■ **Requirement**
Present every line of the data below as a numbered list, omitting any blank lines.

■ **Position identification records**
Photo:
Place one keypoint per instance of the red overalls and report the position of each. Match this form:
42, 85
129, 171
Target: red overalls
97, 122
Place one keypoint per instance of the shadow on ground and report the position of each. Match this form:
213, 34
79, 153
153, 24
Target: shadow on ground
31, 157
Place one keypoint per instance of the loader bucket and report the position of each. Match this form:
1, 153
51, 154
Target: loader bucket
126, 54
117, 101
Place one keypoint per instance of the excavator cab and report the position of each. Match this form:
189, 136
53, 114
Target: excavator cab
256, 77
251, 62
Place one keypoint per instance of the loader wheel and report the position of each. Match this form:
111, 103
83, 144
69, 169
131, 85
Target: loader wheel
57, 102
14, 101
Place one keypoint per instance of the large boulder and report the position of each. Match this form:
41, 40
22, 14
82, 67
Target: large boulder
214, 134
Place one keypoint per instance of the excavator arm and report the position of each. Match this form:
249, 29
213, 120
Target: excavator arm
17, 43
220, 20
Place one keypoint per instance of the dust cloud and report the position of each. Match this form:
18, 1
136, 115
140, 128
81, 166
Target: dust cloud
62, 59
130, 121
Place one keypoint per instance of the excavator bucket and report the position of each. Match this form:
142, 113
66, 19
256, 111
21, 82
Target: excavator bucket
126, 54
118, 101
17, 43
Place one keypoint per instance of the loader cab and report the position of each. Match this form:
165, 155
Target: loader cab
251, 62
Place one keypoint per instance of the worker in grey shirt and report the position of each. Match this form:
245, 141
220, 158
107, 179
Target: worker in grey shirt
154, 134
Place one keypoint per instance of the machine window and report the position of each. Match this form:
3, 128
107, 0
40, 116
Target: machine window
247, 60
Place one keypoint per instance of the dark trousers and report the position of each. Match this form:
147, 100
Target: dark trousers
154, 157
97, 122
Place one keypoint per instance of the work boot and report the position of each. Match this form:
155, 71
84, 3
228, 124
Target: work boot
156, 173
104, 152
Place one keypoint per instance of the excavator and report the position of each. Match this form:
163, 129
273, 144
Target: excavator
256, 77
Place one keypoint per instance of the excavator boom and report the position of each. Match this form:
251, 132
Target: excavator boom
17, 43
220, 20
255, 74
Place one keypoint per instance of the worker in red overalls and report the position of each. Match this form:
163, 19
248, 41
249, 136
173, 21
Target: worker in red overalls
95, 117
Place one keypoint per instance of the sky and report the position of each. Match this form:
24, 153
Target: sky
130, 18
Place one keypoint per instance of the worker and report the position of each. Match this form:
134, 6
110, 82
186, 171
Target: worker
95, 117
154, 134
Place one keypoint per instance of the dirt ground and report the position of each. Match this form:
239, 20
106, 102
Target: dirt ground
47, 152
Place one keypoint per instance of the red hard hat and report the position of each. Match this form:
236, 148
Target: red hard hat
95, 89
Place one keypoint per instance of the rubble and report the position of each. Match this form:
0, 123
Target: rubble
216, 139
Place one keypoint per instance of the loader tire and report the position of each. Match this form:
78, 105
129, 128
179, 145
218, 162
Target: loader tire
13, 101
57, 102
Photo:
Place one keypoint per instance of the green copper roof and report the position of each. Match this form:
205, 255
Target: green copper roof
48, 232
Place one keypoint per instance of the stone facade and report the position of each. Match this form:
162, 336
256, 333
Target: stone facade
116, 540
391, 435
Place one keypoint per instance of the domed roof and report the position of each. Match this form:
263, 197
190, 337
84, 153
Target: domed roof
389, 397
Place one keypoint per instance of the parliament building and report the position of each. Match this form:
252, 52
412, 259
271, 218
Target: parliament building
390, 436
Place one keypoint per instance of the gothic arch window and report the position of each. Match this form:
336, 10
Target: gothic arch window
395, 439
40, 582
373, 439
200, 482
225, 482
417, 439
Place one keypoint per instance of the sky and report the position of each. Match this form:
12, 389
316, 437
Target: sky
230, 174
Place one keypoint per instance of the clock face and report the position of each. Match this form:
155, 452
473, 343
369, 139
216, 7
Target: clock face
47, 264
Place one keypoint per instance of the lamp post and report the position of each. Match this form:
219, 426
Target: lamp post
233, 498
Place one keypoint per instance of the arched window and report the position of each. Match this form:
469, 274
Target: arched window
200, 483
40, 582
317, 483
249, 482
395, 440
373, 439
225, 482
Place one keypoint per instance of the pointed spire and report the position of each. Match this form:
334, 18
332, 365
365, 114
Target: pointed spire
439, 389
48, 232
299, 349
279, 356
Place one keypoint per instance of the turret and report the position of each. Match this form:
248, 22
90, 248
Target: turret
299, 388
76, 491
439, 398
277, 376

■ **Solution for this exercise**
1. Photo:
2. Place one keypoint per instance of the red overalls and report the position of each. Match this form:
3. 42, 85
4. 129, 171
5. Target: red overalls
6. 97, 122
7. Place one keypoint per instance of the shadow on ground and report the position of each. Match this form:
8. 213, 34
9. 79, 153
10. 153, 24
11. Target: shadow on ground
12. 31, 157
13. Place one keypoint per instance of the loader bucket and report the position of each. Match this form:
14. 1, 153
15. 51, 154
16. Target: loader bucket
17. 126, 54
18. 117, 101
19. Place one keypoint per instance of the excavator cab and report the position of each. Match this form:
20. 189, 136
21. 53, 114
22. Target: excavator cab
23. 256, 77
24. 251, 62
25. Place one keypoint per instance of the loader wheel and report the position of each. Match this form:
26. 111, 103
27. 83, 144
28. 69, 169
29. 131, 85
30. Target: loader wheel
31. 57, 102
32. 14, 101
33. Place one keypoint per instance of the large boulder and report the position of each. Match this form:
34. 41, 40
35. 22, 14
36. 82, 67
37. Target: large boulder
38. 214, 134
39. Place one keypoint per instance of the excavator arm and report the position of each. Match this form:
40. 249, 29
41. 213, 120
42. Target: excavator arm
43. 17, 43
44. 220, 20
45. Place one keypoint per instance of the dust cloud and report the position of each. Match this form:
46. 18, 1
47. 136, 115
48. 140, 128
49. 81, 166
50. Target: dust cloud
51. 62, 59
52. 130, 121
53. Place one keypoint per instance of the excavator bucket and report the position of each. Match this form:
54. 142, 113
55. 66, 19
56. 256, 111
57. 21, 82
58. Target: excavator bucket
59. 126, 54
60. 118, 101
61. 17, 43
62. Place one keypoint per instance of the loader cab and report the position of each. Match this form:
63. 165, 155
64. Target: loader cab
65. 251, 62
66. Place one keypoint per instance of the worker in grey shirt and report the position of each. Match this form:
67. 245, 141
68. 220, 158
69. 107, 179
70. Target: worker in grey shirt
71. 154, 134
72. Place one keypoint per instance of the machine window and report the position of each. Match this form:
73. 3, 128
74. 107, 0
75. 40, 116
76. Target: machine window
77. 247, 60
78. Place one keypoint per instance of the dark trousers and report the position of each. Match this form:
79. 147, 100
80. Target: dark trousers
81. 154, 157
82. 97, 122
83. Place one keypoint per instance of the work boot and report the position of each. Match this form:
84. 155, 71
85. 84, 3
86. 228, 124
87. Target: work boot
88. 156, 173
89. 104, 152
90. Place one keypoint per instance of the excavator and report the position of each. Match this form:
91. 163, 129
92. 273, 144
93. Target: excavator
94. 256, 77
95. Place one keypoint per instance of the excavator boom and report the position of each. Match this form:
96. 251, 132
97. Target: excavator boom
98. 17, 43
99. 220, 20
100. 255, 74
101. Place one keypoint per instance of the worker in red overalls and report the position of each. Match this form:
102. 163, 19
103. 248, 41
104. 249, 136
105. 173, 21
106. Target: worker in red overalls
107. 95, 117
108. Place one keypoint per instance of the sky and report the position of each. Match this form:
109. 24, 153
110. Target: sky
111. 130, 18
112. Place one keypoint per instance of the worker and report the position of each. Match this form:
113. 134, 6
114. 110, 82
115. 186, 171
116. Target: worker
117. 95, 117
118. 154, 134
119. Place one keypoint per instance of the dirt ground and report the position of each. Match this form:
120. 239, 20
121. 106, 102
122. Target: dirt ground
123. 47, 152
124. Place one keypoint per instance of the red hard hat and report the position of each. Match this form:
125. 236, 148
126. Target: red hard hat
127. 95, 89
128. Place one keypoint per instance of the rubble and report the position of each. Match this form:
129. 0, 123
130. Target: rubble
131. 216, 139
132. Place one keypoint per instance of the loader tire and report the position of each. Match this form:
133. 78, 105
134. 129, 128
135. 179, 145
136. 218, 162
137. Target: loader tire
138. 13, 101
139. 57, 102
140. Photo:
141. Place one keypoint per instance of the green copper roof and report the position of each. Match this form:
142. 205, 255
143. Target: green copper roof
144. 48, 232
145. Place one keypoint per instance of the stone facade and report the position of each. Match this form:
146. 162, 336
147. 256, 333
148. Target: stone facade
149. 116, 540
150. 391, 435
151. Place one keypoint per instance of the domed roof and report the position of each. Match this form:
152. 263, 197
153. 190, 337
154. 84, 153
155. Target: domed roof
156. 389, 397
157. Place one keypoint per instance of the parliament building and report the position of each. Match this form:
158. 252, 52
159. 412, 259
160. 271, 218
161. Target: parliament building
162. 390, 436
163. Place one keypoint per instance of the gothic arch window and report the position of each. Match this form:
164. 336, 10
165. Target: gothic arch window
166. 395, 439
167. 40, 582
168. 373, 439
169. 200, 482
170. 225, 482
171. 417, 439
172. Place one keypoint per instance of the sky and report the position of each. Match this form:
173. 12, 389
174. 316, 437
175. Target: sky
176. 230, 174
177. Place one keypoint per instance of the clock face and report the position of each. Match this form:
178. 155, 452
179. 473, 343
180. 369, 139
181. 216, 7
182. Target: clock face
183. 47, 264
184. Place one keypoint per instance of the lamp post and report the position of each. Match this form:
185. 219, 426
186. Target: lamp post
187. 233, 498
188. Place one keypoint per instance of the arched window and report the position of each. Match this form:
189. 469, 274
190. Target: arched window
191. 200, 483
192. 40, 582
193. 317, 483
194. 249, 482
195. 395, 440
196. 373, 439
197. 225, 482
198. Place one keypoint per instance of the pointed spire and report the position of each. Match this form:
199. 334, 18
200. 332, 365
201. 365, 114
202. Target: pointed spire
203. 439, 389
204. 48, 232
205. 299, 349
206. 279, 356
207. Place one keypoint per instance of the turret and report the position of each. Match this form:
208. 248, 22
209. 90, 248
210. Target: turret
211. 299, 388
212. 76, 491
213. 439, 398
214. 277, 376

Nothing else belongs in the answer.